• **EXERCISE PROMPT**: Copy out the blog post from the Tonj clinic below in full, with every word and line unchanged.

Category Archives: Summer ’10

John’s 1st Blog

Greetings from Tonj.  My name is John Lazar, and over the next few weeks, you will be meeting the members of the latest team here, among them students, midwives, and my identical twin brother Joe.  We have all taken different paths to get here, and now that we have arrived, we are using our different gifts to the best of our ability to lend hands around the clinic.  And there is no shortage of work to be done, that’s for sure!

Today is Saturday, our first day of rest since arriving on Tuesday.  Each day has brought with it insights, lessons, and terrific surprises.  Today, I was impressed most with the sheer variety of places we can help around the clinic.  As I said, it was a day of rest, and  I mean this in a relative sense.  We were at work in the morning, and the afternoon held some more fun activities.

• **DATA FOR REVIEW**:
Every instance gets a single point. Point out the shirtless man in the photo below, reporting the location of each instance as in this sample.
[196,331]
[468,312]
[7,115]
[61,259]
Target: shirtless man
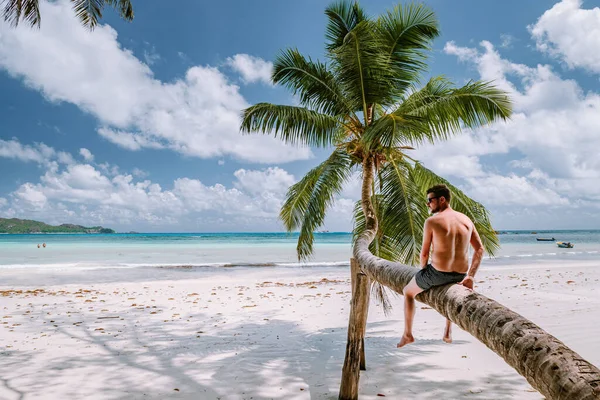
[449,233]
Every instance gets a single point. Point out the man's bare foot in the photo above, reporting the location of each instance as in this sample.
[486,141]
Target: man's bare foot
[405,340]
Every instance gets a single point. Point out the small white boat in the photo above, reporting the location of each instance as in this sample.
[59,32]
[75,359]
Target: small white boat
[565,245]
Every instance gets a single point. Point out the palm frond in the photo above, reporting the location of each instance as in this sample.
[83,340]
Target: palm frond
[315,85]
[401,213]
[294,125]
[447,110]
[408,31]
[308,200]
[438,110]
[460,202]
[124,7]
[342,16]
[27,10]
[364,68]
[89,12]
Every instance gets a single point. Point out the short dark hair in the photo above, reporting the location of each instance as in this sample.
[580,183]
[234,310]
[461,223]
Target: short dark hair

• **RESULT FOR THIS TASK**:
Category Archives: Summer ’10

John’s 1st Blog

Greetings from Tonj.  My name is John Lazar, and over the next few weeks, you will be meeting the members of the latest team here, among them students, midwives, and my identical twin brother Joe.  We have all taken different paths to get here, and now that we have arrived, we are using our different gifts to the best of our ability to lend hands around the clinic.  And there is no shortage of work to be done, that’s for sure!

Today is Saturday, our first day of rest since arriving on Tuesday.  Each day has brought with it insights, lessons, and terrific surprises.  Today, I was impressed most with the sheer variety of places we can help around the clinic.  As I said, it was a day of rest, and  I mean this in a relative sense.  We were at work in the morning, and the afternoon held some more fun activities.